Expanding the denominator gives the characteristic polynomial

a(s)=s^3+3s^2+2s+k.

(16)

This is third order with $a_2=3$ , $a_1=2$ , $a_0=k$ . Stability requires

k>0 \quad\text{and}\quad a_2 a_1 > a_0 \;\;\Longleftrightarrow\;\; 3\cdot 2 > k.

(17)

So the closed-loop system is stable for

0<k<6.

(18)

This confirms our intuition that integral control can cause instability if the gain is too high, and it also gives us an exact range of gains that guarantee stability.

Test your knowledge¶

Solution to Exercise 1 #

The closed-loop transfer function is

\frac{C(s)G(s)}{1+C(s)G(s)} = \frac{\dfrac{k}{(s+1)^4}}{1+\dfrac{k}{(s+1)^4}} = \frac{k}{(s+1)^4+k}.

- [DATA FOR PROCESSING]

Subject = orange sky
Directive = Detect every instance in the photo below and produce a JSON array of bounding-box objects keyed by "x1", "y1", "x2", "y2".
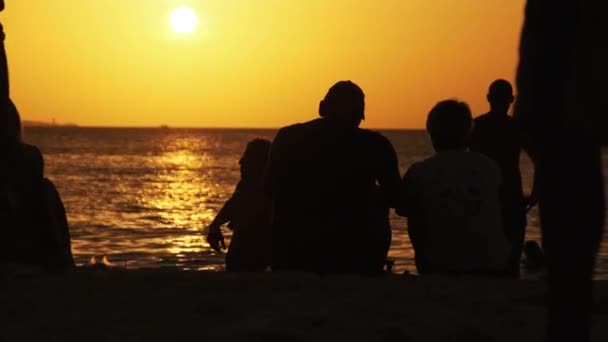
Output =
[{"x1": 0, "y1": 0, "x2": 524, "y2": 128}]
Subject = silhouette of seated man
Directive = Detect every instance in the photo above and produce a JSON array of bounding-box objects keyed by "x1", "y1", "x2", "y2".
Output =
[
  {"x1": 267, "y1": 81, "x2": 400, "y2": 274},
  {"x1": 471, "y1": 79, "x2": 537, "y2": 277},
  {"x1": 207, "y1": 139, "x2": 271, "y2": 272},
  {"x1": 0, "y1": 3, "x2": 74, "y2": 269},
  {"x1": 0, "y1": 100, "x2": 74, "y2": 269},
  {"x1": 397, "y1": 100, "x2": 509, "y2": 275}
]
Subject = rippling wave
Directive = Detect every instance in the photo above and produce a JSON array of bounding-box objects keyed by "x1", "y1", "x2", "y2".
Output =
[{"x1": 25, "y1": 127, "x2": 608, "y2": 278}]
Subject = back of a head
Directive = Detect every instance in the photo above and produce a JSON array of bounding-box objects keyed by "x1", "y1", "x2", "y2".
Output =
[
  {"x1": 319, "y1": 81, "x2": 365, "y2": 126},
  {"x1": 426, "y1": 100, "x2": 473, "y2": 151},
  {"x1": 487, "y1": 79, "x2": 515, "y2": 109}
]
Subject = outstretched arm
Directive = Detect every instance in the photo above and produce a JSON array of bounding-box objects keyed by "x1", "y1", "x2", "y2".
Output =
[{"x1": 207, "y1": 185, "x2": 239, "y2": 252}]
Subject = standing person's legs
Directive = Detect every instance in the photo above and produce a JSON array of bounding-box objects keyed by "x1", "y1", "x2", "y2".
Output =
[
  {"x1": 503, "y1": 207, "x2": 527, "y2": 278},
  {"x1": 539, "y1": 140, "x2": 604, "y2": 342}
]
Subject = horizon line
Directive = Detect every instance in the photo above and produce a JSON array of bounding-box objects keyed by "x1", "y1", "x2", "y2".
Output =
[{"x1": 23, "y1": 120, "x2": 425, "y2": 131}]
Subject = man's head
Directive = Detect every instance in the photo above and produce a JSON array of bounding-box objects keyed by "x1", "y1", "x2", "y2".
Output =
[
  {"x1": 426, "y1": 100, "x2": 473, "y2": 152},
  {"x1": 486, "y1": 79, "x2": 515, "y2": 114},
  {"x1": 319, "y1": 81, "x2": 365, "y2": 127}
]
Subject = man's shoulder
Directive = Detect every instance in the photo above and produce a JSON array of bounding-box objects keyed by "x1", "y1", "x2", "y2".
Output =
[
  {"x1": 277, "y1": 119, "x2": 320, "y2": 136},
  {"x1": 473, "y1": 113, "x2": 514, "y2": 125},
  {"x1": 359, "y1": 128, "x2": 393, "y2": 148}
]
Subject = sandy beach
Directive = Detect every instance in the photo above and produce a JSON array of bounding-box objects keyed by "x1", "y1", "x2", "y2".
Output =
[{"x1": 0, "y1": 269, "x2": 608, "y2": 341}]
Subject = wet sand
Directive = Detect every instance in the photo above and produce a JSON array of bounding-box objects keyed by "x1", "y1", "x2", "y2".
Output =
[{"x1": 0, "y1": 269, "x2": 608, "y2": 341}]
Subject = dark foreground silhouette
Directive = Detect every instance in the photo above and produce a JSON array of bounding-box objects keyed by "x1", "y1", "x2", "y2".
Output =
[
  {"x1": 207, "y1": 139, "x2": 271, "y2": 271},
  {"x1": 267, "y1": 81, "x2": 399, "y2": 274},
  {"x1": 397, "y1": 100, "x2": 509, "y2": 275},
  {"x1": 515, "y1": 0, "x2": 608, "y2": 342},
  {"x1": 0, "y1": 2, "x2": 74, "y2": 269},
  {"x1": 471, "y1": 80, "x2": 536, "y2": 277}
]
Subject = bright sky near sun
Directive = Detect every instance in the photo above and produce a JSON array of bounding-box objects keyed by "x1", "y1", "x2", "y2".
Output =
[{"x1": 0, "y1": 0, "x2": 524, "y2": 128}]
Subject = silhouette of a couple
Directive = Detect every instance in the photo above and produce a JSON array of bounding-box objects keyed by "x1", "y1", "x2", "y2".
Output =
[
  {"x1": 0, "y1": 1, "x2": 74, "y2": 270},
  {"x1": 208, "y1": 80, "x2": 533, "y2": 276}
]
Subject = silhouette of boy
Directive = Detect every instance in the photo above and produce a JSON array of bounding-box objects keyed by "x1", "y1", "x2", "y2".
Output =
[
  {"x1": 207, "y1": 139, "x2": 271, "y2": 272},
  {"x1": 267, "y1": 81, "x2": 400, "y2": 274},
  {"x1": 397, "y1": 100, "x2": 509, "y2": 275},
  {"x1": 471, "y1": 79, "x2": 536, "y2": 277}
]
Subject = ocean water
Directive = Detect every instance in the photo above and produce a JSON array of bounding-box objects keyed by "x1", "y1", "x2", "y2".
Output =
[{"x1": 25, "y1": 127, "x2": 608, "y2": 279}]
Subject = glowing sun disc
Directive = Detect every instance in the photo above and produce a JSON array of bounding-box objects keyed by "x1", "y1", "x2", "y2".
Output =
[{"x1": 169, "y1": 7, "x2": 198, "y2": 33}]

- [JOBS]
1/ Transcribe the excerpt on closed-loop stability in full, keeping every character and line break unchanged.
2/ Restate word for word everything in the records from the line containing "Subject = silhouette of boy" down to the final line of the records, with both of those lines included.

- [ANSWERS BY TASK]
1/
Expanding the denominator gives the characteristic polynomial

a(s)=s^3+3s^2+2s+k.

(16)

This is third order with $a_2=3$ , $a_1=2$ , $a_0=k$ . Stability requires

k>0 \quad\text{and}\quad a_2 a_1 > a_0 \;\;\Longleftrightarrow\;\; 3\cdot 2 > k.

(17)

So the closed-loop system is stable for

0<k<6.

(18)

This confirms our intuition that integral control can cause instability if the gain is too high, and it also gives us an exact range of gains that guarantee stability.

Test your knowledge¶

Solution to Exercise 1 #

The closed-loop transfer function is

\frac{C(s)G(s)}{1+C(s)G(s)} = \frac{\dfrac{k}{(s+1)^4}}{1+\dfrac{k}{(s+1)^4}} = \frac{k}{(s+1)^4+k}.

2/
Subject = silhouette of boy
Directive = Detect every instance in the photo above and produce a JSON array of bounding-box objects keyed by "x1", "y1", "x2", "y2".
Output =
[
  {"x1": 207, "y1": 139, "x2": 271, "y2": 272},
  {"x1": 267, "y1": 81, "x2": 400, "y2": 274},
  {"x1": 397, "y1": 100, "x2": 509, "y2": 275},
  {"x1": 471, "y1": 79, "x2": 536, "y2": 277}
]
Subject = ocean water
Directive = Detect every instance in the photo above and produce a JSON array of bounding-box objects keyed by "x1", "y1", "x2", "y2".
Output =
[{"x1": 25, "y1": 127, "x2": 608, "y2": 279}]
Subject = glowing sun disc
Directive = Detect every instance in the photo above and produce a JSON array of bounding-box objects keyed by "x1", "y1", "x2", "y2".
Output =
[{"x1": 169, "y1": 7, "x2": 198, "y2": 33}]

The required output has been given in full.